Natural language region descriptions
******************************

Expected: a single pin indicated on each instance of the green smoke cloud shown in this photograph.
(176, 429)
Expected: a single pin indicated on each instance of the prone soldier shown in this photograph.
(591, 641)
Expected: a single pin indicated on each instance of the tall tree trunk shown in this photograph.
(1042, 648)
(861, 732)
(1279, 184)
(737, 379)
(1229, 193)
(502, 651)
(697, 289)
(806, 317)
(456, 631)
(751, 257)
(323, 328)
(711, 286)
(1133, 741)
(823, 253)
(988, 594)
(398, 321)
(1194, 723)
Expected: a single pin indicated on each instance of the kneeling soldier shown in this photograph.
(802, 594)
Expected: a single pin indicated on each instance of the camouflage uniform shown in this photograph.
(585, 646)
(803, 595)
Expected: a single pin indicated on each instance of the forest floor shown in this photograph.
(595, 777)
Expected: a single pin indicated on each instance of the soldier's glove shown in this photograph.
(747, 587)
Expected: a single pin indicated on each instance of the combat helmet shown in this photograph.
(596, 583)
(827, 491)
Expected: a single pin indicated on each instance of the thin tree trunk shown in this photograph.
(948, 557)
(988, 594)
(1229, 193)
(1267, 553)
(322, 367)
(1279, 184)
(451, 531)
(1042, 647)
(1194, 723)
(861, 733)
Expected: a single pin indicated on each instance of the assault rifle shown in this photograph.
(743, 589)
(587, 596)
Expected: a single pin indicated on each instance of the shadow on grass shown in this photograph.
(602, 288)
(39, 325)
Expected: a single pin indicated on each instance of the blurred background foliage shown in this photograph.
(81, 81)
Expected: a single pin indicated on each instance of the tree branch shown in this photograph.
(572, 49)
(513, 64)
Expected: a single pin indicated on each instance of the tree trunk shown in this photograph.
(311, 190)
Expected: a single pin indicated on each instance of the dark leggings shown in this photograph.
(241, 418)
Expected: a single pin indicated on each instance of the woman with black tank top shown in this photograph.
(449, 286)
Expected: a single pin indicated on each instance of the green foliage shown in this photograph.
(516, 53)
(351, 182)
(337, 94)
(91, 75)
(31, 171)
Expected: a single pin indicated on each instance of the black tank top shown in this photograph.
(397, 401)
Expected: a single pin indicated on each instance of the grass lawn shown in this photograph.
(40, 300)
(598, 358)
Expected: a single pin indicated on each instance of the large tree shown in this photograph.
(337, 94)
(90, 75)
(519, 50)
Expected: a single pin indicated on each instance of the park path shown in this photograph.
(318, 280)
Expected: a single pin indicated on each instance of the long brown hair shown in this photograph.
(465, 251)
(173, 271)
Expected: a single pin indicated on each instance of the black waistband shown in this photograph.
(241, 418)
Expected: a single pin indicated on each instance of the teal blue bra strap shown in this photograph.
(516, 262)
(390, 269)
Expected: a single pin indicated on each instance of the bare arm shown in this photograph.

******************************

== Task to complete ==
Could you type out every entry again exactly as it stands?

== Your solution ==
Expected: a single pin indicated on each instance of the green smoke cloud shown in this photograph.
(176, 429)
Expected: a single pin indicated on each instance of the prone soldier shown in this photograph.
(591, 641)
Expected: a single pin indicated on each instance of the tall tree trunk shown in this photograph.
(1042, 648)
(861, 732)
(1279, 184)
(737, 379)
(1229, 193)
(502, 651)
(697, 289)
(806, 317)
(456, 631)
(751, 257)
(323, 328)
(711, 286)
(1133, 741)
(823, 253)
(988, 594)
(398, 321)
(1194, 723)
Expected: a single pin indicated on each instance of the kneeling soldier shown in this photograph.
(802, 594)
Expected: a single pin indicated on each instance of the camouflage uniform shown in this photograph.
(585, 646)
(803, 595)
Expected: a single pin indicated on each instance of the forest floor shown in this photograph.
(595, 777)
Expected: a single pin indicated on each instance of the soldier's glove shown in this photograph.
(747, 587)
Expected: a single pin indicated on each instance of the combat helmet shown in this photograph.
(596, 583)
(827, 491)
Expected: a single pin indicated on each instance of the thin tree trunk shown in this photograph.
(948, 557)
(988, 594)
(1229, 193)
(1267, 553)
(322, 367)
(1279, 184)
(451, 531)
(1042, 647)
(1194, 723)
(861, 733)
Expected: a single pin indicated on each instance of the assault rifle shown in this photograph.
(743, 589)
(587, 596)
Expected: a single pin indicated on each instance of the shadow on grass shown in this photograph.
(602, 288)
(39, 325)
Expected: a single pin indicated on each instance of the blurred background foliage shown in this photograph.
(81, 81)
Expected: a single pin indicated on each instance of the tree branch shown in this photograph.
(572, 49)
(513, 64)
Expected: a single pin indicated on each instance of the tree trunk shown in this photograph.
(311, 190)
Expected: a single pin indicated on each instance of the dark leggings shown in this photograph.
(241, 418)
Expected: a single pin indicated on each instance of the woman with black tank top shown in this photograph.
(449, 286)
Expected: a single pin indicated on each instance of the green foliage shown in this photograph.
(516, 53)
(351, 182)
(337, 94)
(91, 75)
(31, 171)
Expected: a single pin indicated on each instance of the black tank top shown in this photograph.
(397, 401)
Expected: a single pin indicated on each instance of the grass lawn shown in this photograph.
(40, 300)
(598, 358)
Expected: a single pin indicated on each instance of the large tree shown in this photograph.
(337, 94)
(90, 75)
(519, 50)
Expected: a single pin indicated on each instance of the park path shown in this photograph.
(318, 280)
Expected: a single pin indicated on each instance of the long brown hair shown in this photograph.
(465, 251)
(173, 271)
Expected: a single pin indicated on each instance of the black waistband shown in this photograph.
(241, 418)
Expected: a single pin indicated on each instance of the teal blue bra strap shown in this photograph.
(516, 262)
(390, 269)
Expected: a single pin indicated on each instance of the bare arm shown in this photograph.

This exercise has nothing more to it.